_TASK INPUT_
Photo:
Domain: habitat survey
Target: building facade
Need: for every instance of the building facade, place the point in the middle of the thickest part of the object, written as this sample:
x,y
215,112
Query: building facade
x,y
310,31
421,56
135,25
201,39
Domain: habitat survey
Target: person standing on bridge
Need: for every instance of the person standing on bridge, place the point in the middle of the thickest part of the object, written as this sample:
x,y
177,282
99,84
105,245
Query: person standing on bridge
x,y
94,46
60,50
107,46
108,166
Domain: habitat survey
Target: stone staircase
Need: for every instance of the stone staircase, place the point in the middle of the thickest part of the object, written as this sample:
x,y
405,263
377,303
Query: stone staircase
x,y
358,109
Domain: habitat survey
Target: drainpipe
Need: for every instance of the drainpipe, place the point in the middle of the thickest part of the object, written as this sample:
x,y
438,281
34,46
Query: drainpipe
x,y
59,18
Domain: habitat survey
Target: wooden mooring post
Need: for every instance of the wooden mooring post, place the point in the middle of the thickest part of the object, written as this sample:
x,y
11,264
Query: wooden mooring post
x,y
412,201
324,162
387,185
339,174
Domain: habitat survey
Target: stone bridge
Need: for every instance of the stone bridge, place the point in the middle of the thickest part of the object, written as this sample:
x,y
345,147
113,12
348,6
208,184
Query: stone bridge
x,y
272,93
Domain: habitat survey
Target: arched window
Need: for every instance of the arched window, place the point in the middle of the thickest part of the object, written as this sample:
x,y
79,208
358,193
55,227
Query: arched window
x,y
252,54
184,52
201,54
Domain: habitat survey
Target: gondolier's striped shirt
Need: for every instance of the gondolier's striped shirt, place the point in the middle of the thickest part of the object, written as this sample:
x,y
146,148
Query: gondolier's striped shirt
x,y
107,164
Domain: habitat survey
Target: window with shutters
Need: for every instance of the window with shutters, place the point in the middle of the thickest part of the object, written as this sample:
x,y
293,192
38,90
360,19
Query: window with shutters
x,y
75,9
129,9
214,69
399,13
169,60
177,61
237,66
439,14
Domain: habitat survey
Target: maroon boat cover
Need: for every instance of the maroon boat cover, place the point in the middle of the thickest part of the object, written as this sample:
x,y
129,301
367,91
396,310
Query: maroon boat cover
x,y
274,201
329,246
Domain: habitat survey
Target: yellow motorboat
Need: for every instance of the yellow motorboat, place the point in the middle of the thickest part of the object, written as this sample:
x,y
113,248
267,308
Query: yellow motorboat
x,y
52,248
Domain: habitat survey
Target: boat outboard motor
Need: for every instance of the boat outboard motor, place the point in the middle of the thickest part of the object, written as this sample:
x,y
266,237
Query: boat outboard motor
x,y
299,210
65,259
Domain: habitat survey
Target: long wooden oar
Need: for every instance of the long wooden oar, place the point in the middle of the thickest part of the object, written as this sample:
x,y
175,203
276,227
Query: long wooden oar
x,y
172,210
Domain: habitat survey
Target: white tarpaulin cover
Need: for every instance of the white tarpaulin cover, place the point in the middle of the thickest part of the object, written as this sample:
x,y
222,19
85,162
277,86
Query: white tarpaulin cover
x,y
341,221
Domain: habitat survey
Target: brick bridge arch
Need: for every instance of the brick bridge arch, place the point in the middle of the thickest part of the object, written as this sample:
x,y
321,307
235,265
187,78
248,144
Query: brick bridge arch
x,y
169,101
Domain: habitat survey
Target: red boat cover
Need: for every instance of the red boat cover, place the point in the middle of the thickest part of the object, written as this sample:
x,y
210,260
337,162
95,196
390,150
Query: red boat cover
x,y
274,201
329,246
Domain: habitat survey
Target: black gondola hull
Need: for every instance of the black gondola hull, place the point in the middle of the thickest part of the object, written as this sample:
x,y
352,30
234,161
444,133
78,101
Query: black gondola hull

_GOAL OF THE EXERCISE_
The data above needs retyping. Reproduce each line exactly.

_SOLUTION FOR THIS EXERCISE_
Photo:
Domain: habitat survey
Target: building facade
Need: for every instance of the building facade, place the point in the middle of the thickest part of the object, written as this sample:
x,y
215,112
Query: building facade
x,y
310,31
421,56
135,25
201,39
Domain: habitat survey
Target: person standing on bridge
Need: for every instance of the person standing on bridge, place the point in the middle of the thickest part of the object, written as this sample:
x,y
177,282
99,84
105,245
Query: person standing on bridge
x,y
94,46
60,50
107,46
108,166
Domain: habitat survey
Target: stone staircase
Need: for every instance of the stone staircase, place the point in the middle of the thickest part of the object, written as this sample:
x,y
405,263
377,303
Query: stone staircase
x,y
358,109
Domain: habitat survey
Target: drainpipe
Need: for every instance of the drainpipe, place the point in the middle of the thickest part of the object, written as this sample:
x,y
438,281
34,46
Query: drainpipe
x,y
59,18
Domain: habitat survey
Target: wooden mooring post
Need: for every instance of the wooden mooring post, place the point in the middle of the thickest part of the object, written as this sample:
x,y
11,264
Query: wooden mooring post
x,y
412,201
324,162
387,185
339,174
Domain: habitat survey
Target: stone bridge
Need: for every instance of the stone bridge, place the point in the middle of the thickest part of the object, written as this sample:
x,y
345,147
113,12
348,6
208,184
Query: stone bridge
x,y
272,93
Domain: habitat survey
Target: arched window
Need: for every instance of the arched window, place the point in the middle of the thickest part of the object, written as this sample:
x,y
79,208
358,193
55,227
Query: arched window
x,y
252,54
184,52
201,54
Domain: habitat survey
Target: gondolier's striped shirt
Need: for every instance of the gondolier's striped shirt, place the point in the middle of the thickest part of the object, written as this sample:
x,y
146,148
Query: gondolier's striped shirt
x,y
107,164
Domain: habitat survey
Target: window with shutters
Need: for every instance of the window with shutters, place the point in the middle of the thickest part of the object, written as this sample:
x,y
293,192
38,90
360,19
Query: window with shutters
x,y
75,9
129,9
214,69
399,13
169,60
177,61
237,66
439,14
Domain: habitat survey
Target: maroon boat cover
Need: for every instance of the maroon boat cover, place the point in the middle of the thickest part of the object, written as this sample:
x,y
129,301
367,91
396,310
Query: maroon boat cover
x,y
274,201
329,246
Domain: habitat survey
Target: yellow motorboat
Need: for every instance of the yellow motorboat, place the point in the middle of the thickest part of the object, written as this sample:
x,y
113,248
267,308
Query: yellow motorboat
x,y
52,248
Domain: habitat survey
Target: boat outboard motor
Need: for every instance of the boat outboard motor, place the point in the middle of the thickest part of the object, written as this sample:
x,y
266,237
Query: boat outboard motor
x,y
299,210
65,259
Domain: habitat survey
Target: long wooden oar
Need: for every instance of the long wooden oar, place the point in the middle of the thickest part of the object, written as this sample:
x,y
175,203
276,227
Query: long wooden oar
x,y
172,210
Domain: habitat survey
Target: white tarpaulin cover
Need: for every instance of the white tarpaulin cover, place the point in the middle of the thickest part of the object, written as this sample:
x,y
222,19
85,162
277,86
Query: white tarpaulin cover
x,y
341,221
Domain: habitat survey
Target: brick bridge arch
Need: for every instance of the brick bridge arch, place the point in the middle of the thickest part of the object, written as this sample:
x,y
321,307
235,265
187,78
248,144
Query: brick bridge arch
x,y
169,101
Domain: habitat survey
Target: red boat cover
Need: for every instance of the red boat cover, place the point in the middle of the thickest part of the object, written as this sample:
x,y
210,260
337,162
95,196
390,150
Query: red boat cover
x,y
274,201
329,246
Domain: habitat survey
Target: black gondola hull
Need: for every instance of the black gondola hull, place the point in the middle of the thickest part of the object, written as this sample:
x,y
352,30
234,161
444,133
78,101
Query: black gondola hull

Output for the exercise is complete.